_Goal_
Type out every one of the lines below word for word, without changing anything.
===== Exercise data
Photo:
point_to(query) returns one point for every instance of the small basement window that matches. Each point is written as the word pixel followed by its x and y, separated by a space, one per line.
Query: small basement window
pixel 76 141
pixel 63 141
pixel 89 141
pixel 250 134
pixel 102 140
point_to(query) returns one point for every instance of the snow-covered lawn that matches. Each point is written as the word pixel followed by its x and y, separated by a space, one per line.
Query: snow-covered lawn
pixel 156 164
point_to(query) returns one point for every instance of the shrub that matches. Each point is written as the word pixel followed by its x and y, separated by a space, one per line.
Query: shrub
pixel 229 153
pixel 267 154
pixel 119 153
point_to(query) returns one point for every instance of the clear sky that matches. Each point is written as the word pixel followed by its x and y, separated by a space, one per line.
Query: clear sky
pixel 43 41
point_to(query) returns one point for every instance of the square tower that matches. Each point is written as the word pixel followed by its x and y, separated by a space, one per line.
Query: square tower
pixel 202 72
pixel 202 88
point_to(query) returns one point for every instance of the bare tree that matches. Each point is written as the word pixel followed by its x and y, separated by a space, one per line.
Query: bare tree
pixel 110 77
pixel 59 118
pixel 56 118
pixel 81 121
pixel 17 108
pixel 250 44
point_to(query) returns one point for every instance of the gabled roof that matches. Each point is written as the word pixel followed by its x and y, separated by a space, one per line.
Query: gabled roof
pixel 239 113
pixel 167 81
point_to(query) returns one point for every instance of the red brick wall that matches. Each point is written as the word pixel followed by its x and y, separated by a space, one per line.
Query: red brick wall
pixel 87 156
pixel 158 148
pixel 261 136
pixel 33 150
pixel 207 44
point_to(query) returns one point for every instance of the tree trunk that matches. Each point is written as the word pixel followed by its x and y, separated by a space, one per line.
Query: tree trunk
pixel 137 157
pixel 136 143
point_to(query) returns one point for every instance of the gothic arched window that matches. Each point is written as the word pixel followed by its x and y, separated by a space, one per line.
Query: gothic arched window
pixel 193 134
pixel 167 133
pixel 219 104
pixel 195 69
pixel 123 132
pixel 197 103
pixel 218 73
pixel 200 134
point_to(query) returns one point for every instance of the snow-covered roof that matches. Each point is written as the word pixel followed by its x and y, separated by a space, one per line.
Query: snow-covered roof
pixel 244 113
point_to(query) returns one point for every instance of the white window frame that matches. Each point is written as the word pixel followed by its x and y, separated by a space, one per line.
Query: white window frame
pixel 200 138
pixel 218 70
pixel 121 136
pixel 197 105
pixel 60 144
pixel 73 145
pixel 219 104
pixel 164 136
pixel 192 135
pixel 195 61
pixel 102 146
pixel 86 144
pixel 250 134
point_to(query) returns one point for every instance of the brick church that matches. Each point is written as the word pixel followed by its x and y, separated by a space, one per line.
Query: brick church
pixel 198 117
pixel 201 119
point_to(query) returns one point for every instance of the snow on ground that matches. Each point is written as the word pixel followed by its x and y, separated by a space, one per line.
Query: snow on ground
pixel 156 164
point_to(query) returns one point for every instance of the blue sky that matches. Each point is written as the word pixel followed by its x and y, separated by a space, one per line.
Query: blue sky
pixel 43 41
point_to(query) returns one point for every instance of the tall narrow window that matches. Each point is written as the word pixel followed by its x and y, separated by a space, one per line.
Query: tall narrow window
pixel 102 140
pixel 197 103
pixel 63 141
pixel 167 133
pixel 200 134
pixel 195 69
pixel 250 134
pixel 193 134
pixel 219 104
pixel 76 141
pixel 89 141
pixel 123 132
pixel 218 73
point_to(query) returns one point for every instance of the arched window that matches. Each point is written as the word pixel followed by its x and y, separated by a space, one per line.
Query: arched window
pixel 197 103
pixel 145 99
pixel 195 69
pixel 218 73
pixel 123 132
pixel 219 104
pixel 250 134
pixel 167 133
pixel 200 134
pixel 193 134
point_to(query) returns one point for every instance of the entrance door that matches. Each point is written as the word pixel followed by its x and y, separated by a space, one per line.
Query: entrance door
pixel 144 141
==========
_Worked answer_
Photo:
point_to(query) returns one point for every instance of the small basement window that matches. Each point is written as the word pixel followed by its x and y, separated by a space, one per line.
Query: small basement window
pixel 76 141
pixel 63 141
pixel 89 141
pixel 250 134
pixel 102 140
point_to(query) returns one point for every instance of the snow-covered lawn that matches. Each point is written as the word pixel followed by its x and y, separated by a space, one per line.
Query: snow-covered lawn
pixel 156 164
point_to(query) returns one point for every instance of the shrub that matches. Each point is written as the word pixel followed by its x and y, separated by a space, one per line.
Query: shrub
pixel 229 153
pixel 267 154
pixel 119 153
point_to(query) returns one point for every instance of the clear sky that matches. Each point is written as the word pixel followed by its x and y, separated by a space, one per line.
Query: clear sky
pixel 43 41
point_to(query) returns one point for every instance of the square tower that matches. Each point is written as the word pixel followed by its x and y, separated by a space, one per line.
Query: square tower
pixel 202 72
pixel 202 88
point_to(query) returns one point for every instance of the bare tree that matches. Each point is written as the word pixel followed by its x and y, separated by a space, one per line.
Query: bare tree
pixel 110 77
pixel 59 118
pixel 56 118
pixel 81 121
pixel 17 108
pixel 250 44
point_to(query) returns one point for every instance of the gabled roof that matches. Each point is written as the word pixel followed by its x and y, separated by a space, one per line.
Query: gabled roof
pixel 239 113
pixel 167 81
point_to(query) returns one point for every instance of the red brick wall that matches. Each point is written as the word pixel followed by its x and y, separated by a space, one per line.
Query: red brick wall
pixel 87 156
pixel 158 148
pixel 261 136
pixel 33 150
pixel 207 44
point_to(query) returns one point for every instance of the tree trunk that matches. Each point is written as the word pixel followed by its x and y, separated by a space, one per line.
Query: tree trunk
pixel 137 157
pixel 136 143
point_to(query) returns one point for every instance of the gothic arched window that matches. Each point is written as the word pixel followed by its x and y, separated by a space, one per line.
Query: gothic arched window
pixel 193 134
pixel 167 133
pixel 219 104
pixel 195 69
pixel 123 132
pixel 197 103
pixel 218 73
pixel 200 134
point_to(query) returns one point for every instance of the snow-covered roof that matches. Each point is written as the word pixel followed by its x and y, separated by a space, one per line.
Query: snow-covered roof
pixel 244 113
point_to(query) returns one point for every instance of the white window frame that matches. Each point is written as the word pixel followed by its x and y, separated by a space, one per line.
Query: white window frame
pixel 200 138
pixel 218 70
pixel 121 136
pixel 197 105
pixel 60 144
pixel 73 145
pixel 219 104
pixel 164 136
pixel 192 135
pixel 195 61
pixel 102 146
pixel 86 144
pixel 250 134
point_to(query) returns one point for every instance of the brick church that matches. Each point is written as the word pixel followed by its x and y, separated by a space, one per line.
Query: brick church
pixel 198 117
pixel 201 119
point_to(query) returns one point for every instance of the snow on ground that matches. Each point is written as the word pixel followed by its x and y, separated by a space, one per line.
Query: snow on ground
pixel 156 164
point_to(query) returns one point for every instance of the blue sky that matches. Each point is written as the word pixel followed by its x and y, separated by a space, one per line.
Query: blue sky
pixel 43 41
point_to(query) returns one point for every instance of the tall narrow window that matches. Each point is written as the word pixel followed by its x and y, separated by a space, one per line.
Query: tall narrow window
pixel 102 140
pixel 197 103
pixel 63 141
pixel 167 133
pixel 200 134
pixel 195 69
pixel 250 134
pixel 193 134
pixel 219 104
pixel 76 141
pixel 89 141
pixel 123 132
pixel 218 73
point_to(query) returns one point for every instance of the arched window that matches. Each point is written as the word pixel followed by its x and y, separated by a space, one per line.
Query: arched window
pixel 197 103
pixel 145 99
pixel 195 69
pixel 218 73
pixel 123 132
pixel 219 104
pixel 250 134
pixel 167 133
pixel 200 134
pixel 193 134
point_to(query) returns one point for every instance of the entrance door that matches. Each point is written as the word pixel followed by its x and y, separated by a space, one per line.
Query: entrance door
pixel 144 141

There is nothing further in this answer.